### WHAT IS BEING ASKED:
Stop after the line that contains "box: [484, 338, 617, 425]"; until then, restate each line of the entries word for word from the very first.
::::
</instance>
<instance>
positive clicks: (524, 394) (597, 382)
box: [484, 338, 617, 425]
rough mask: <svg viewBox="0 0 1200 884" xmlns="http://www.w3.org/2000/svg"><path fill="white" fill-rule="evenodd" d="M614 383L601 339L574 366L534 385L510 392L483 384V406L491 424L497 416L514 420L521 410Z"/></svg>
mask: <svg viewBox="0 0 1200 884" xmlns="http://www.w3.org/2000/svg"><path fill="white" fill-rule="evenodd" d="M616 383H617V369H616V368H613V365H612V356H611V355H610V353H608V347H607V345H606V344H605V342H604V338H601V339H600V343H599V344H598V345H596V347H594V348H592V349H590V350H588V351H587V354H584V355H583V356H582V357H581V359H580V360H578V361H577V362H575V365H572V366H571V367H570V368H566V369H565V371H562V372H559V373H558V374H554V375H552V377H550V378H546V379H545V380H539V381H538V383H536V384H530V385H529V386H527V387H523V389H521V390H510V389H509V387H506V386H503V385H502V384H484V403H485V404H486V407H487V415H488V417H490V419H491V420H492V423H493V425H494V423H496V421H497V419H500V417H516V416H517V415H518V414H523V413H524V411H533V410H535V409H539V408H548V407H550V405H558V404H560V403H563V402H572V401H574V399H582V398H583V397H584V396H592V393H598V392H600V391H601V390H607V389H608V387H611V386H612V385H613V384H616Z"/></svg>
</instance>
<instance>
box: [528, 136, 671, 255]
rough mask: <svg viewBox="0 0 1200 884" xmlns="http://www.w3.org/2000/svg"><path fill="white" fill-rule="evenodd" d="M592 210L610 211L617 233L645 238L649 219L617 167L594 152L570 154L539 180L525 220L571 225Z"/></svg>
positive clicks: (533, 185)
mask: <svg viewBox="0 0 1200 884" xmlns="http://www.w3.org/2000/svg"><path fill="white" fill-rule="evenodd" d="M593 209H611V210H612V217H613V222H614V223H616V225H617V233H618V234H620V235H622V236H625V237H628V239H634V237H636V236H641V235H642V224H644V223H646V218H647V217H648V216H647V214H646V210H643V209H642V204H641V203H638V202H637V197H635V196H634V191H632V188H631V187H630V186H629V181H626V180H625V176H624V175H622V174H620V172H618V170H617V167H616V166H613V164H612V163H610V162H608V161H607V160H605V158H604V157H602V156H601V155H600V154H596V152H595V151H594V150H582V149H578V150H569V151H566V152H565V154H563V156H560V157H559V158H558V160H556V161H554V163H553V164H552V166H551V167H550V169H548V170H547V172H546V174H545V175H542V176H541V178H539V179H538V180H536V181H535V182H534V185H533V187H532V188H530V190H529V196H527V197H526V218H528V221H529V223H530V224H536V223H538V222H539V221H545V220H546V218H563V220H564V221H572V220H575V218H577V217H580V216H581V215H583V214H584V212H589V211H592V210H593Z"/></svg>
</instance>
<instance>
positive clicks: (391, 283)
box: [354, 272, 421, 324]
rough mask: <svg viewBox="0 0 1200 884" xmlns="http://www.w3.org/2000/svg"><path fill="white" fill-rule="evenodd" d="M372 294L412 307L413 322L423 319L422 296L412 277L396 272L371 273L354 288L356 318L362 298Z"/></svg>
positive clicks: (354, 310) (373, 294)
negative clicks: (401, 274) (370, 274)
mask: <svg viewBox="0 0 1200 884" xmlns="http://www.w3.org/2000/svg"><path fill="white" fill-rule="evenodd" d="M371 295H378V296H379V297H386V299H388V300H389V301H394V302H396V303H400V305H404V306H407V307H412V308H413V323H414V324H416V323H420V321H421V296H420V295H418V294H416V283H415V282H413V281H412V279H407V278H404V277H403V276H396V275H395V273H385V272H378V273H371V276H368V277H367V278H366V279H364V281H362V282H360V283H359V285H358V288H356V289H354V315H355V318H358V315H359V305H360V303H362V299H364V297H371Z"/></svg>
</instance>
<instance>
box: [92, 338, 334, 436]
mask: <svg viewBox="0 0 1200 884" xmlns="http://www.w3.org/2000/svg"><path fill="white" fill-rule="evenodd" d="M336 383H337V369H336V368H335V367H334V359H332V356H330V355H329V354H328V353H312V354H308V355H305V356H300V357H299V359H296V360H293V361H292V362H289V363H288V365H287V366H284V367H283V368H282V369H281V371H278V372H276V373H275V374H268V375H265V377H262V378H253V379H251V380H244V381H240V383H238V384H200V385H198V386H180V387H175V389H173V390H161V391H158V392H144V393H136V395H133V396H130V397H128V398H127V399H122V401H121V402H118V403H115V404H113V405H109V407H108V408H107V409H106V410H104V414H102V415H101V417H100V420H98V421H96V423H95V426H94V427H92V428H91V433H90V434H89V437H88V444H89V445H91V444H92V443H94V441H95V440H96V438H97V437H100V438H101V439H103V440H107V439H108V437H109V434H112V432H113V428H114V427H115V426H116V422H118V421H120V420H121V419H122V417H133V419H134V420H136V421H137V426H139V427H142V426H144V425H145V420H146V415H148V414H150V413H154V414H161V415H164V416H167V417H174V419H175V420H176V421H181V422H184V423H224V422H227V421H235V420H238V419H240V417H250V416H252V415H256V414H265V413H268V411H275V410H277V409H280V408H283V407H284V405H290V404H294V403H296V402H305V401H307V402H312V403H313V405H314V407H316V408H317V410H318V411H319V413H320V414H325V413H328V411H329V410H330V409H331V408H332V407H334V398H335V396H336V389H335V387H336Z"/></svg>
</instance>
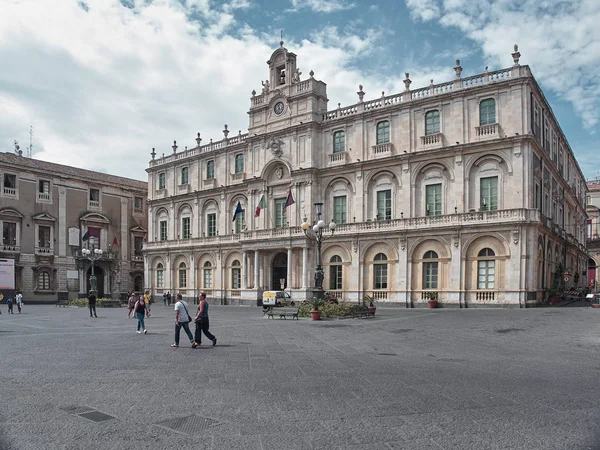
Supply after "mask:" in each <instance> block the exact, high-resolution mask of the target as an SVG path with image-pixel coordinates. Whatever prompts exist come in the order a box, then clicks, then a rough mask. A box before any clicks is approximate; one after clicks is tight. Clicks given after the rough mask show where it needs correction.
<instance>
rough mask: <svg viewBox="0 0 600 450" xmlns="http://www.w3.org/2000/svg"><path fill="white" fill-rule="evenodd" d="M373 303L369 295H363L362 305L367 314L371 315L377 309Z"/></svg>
mask: <svg viewBox="0 0 600 450" xmlns="http://www.w3.org/2000/svg"><path fill="white" fill-rule="evenodd" d="M373 302H374V300H373V297H372V296H371V295H365V296H364V297H363V305H364V306H365V307H366V308H367V309H368V310H369V312H372V313H373V314H375V311H376V310H377V307H376V306H375V303H373Z"/></svg>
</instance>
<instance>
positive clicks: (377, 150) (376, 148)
mask: <svg viewBox="0 0 600 450" xmlns="http://www.w3.org/2000/svg"><path fill="white" fill-rule="evenodd" d="M371 148H372V149H373V154H374V155H375V157H381V156H391V155H392V150H393V146H392V144H391V143H389V142H386V143H385V144H377V145H374V146H373V147H371Z"/></svg>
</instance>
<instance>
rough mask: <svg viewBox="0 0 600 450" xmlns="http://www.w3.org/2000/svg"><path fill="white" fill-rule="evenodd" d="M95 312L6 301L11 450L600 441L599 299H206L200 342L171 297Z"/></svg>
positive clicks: (7, 349) (5, 420) (4, 355)
mask: <svg viewBox="0 0 600 450" xmlns="http://www.w3.org/2000/svg"><path fill="white" fill-rule="evenodd" d="M98 315H99V317H98V319H91V318H89V314H88V311H87V310H86V309H77V308H57V307H53V306H34V305H25V308H24V312H23V314H21V315H18V314H14V315H10V316H9V315H7V314H6V306H5V305H2V315H1V316H0V340H1V341H0V365H1V376H2V381H3V382H2V389H1V391H0V392H1V393H0V404H1V407H0V426H1V428H0V430H1V436H0V448H1V449H17V450H29V449H36V450H38V449H103V450H104V449H115V450H116V449H188V448H189V449H192V448H194V449H198V448H202V449H214V450H217V449H244V450H255V449H256V450H271V449H277V450H279V449H281V450H287V449H291V450H292V449H327V450H330V449H373V450H378V449H387V450H389V449H411V450H419V449H577V450H579V449H582V450H585V449H599V448H600V431H599V428H600V427H599V426H598V425H597V423H598V422H599V421H600V389H598V387H597V384H598V380H599V376H600V364H599V363H598V362H599V358H598V353H599V351H600V325H599V324H598V322H599V319H600V310H595V309H591V308H539V309H528V310H495V309H472V310H471V309H469V310H404V309H386V308H381V307H380V308H379V309H378V310H377V317H376V318H375V319H366V320H365V319H346V320H333V321H322V322H311V321H309V320H307V319H301V320H300V321H291V320H279V319H276V320H267V319H266V318H264V317H263V316H262V312H261V309H260V308H249V307H215V306H213V307H211V331H212V332H213V333H214V334H216V335H217V337H218V345H217V346H216V347H212V346H210V345H207V344H210V343H209V342H206V341H205V342H203V345H202V347H201V348H199V349H197V350H193V349H192V348H190V347H189V343H188V342H187V339H186V338H185V336H184V334H183V333H182V341H181V345H182V346H181V347H180V348H178V349H172V348H170V347H169V345H170V344H171V343H172V342H173V320H174V319H173V312H172V311H171V310H170V309H166V308H164V307H163V306H162V305H153V307H152V317H151V318H150V319H148V320H147V327H148V335H138V334H136V333H135V324H136V321H135V320H133V319H127V317H126V316H127V310H126V309H124V308H121V309H99V310H98Z"/></svg>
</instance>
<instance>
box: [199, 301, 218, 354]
mask: <svg viewBox="0 0 600 450" xmlns="http://www.w3.org/2000/svg"><path fill="white" fill-rule="evenodd" d="M199 300H200V301H199V303H198V313H197V314H196V318H195V319H194V322H196V336H195V338H196V343H197V344H198V345H201V344H202V333H204V336H206V337H207V338H209V339H210V340H211V341H212V343H213V345H217V338H216V337H215V336H214V335H213V334H212V333H211V332H210V331H208V329H209V327H210V324H209V322H208V302H207V301H206V293H204V292H203V293H202V294H200V298H199Z"/></svg>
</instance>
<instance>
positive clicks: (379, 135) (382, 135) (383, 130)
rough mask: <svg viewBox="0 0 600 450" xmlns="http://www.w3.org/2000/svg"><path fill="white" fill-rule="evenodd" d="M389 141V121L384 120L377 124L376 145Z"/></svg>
mask: <svg viewBox="0 0 600 450" xmlns="http://www.w3.org/2000/svg"><path fill="white" fill-rule="evenodd" d="M388 142H390V122H389V121H387V120H384V121H382V122H379V123H378V124H377V145H379V144H386V143H388Z"/></svg>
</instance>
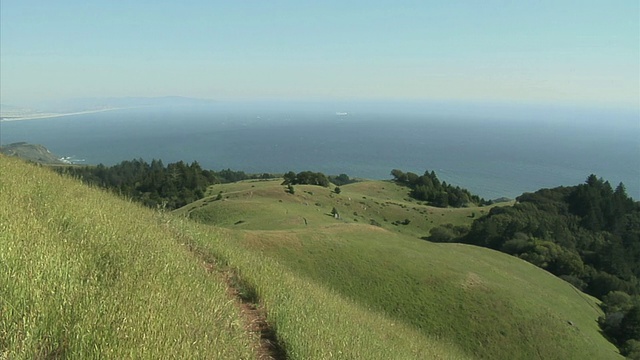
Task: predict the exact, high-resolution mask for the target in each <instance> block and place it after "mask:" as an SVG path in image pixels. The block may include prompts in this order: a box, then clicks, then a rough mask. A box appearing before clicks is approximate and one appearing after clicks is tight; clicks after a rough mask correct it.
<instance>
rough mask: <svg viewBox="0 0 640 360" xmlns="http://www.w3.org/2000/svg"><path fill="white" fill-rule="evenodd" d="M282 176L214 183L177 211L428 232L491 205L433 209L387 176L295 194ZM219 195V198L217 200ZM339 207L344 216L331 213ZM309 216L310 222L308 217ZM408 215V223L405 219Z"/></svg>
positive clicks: (402, 231)
mask: <svg viewBox="0 0 640 360" xmlns="http://www.w3.org/2000/svg"><path fill="white" fill-rule="evenodd" d="M281 182H282V180H269V181H258V180H250V181H242V182H237V183H231V184H220V185H214V186H211V187H210V188H209V191H208V195H209V196H208V197H205V198H204V199H201V200H198V201H196V202H194V203H192V204H190V205H187V206H185V207H184V208H182V209H179V210H178V211H176V213H178V214H189V216H190V217H191V218H192V219H195V220H197V221H200V222H203V223H207V224H211V225H217V226H223V227H230V228H236V229H247V230H279V229H304V228H314V227H316V228H317V227H321V226H325V225H327V224H329V223H360V224H375V225H376V226H380V227H382V228H385V229H388V230H392V231H394V232H399V233H402V234H406V235H411V236H414V237H422V236H426V235H428V234H429V230H430V229H431V228H432V227H434V226H438V225H440V224H446V223H451V224H454V225H463V224H470V223H471V220H472V217H475V216H480V215H482V214H483V213H486V212H487V211H488V210H489V209H490V207H480V208H447V209H442V208H435V207H431V206H426V205H424V204H423V203H420V202H417V201H415V200H413V199H411V198H409V197H408V195H407V193H408V189H407V188H405V187H401V186H398V185H396V184H394V183H392V182H388V181H365V182H360V183H354V184H349V185H345V186H341V187H340V188H341V189H342V191H341V193H340V194H335V193H334V192H333V190H332V189H328V188H322V187H318V186H311V185H296V186H294V188H295V194H289V193H286V192H285V187H284V186H281V185H280V183H281ZM218 194H221V195H222V199H221V200H216V198H217V196H218ZM334 207H335V208H336V209H337V210H338V212H339V213H340V217H341V218H340V219H339V220H335V219H333V218H332V217H331V210H332V209H333V208H334ZM305 220H306V221H305ZM406 220H408V221H409V223H408V224H406V225H405V224H403V223H404V222H405V221H406Z"/></svg>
::::
### REPLY:
</instance>
<instance>
positive clicks: (524, 394) (597, 382)
box: [484, 338, 617, 425]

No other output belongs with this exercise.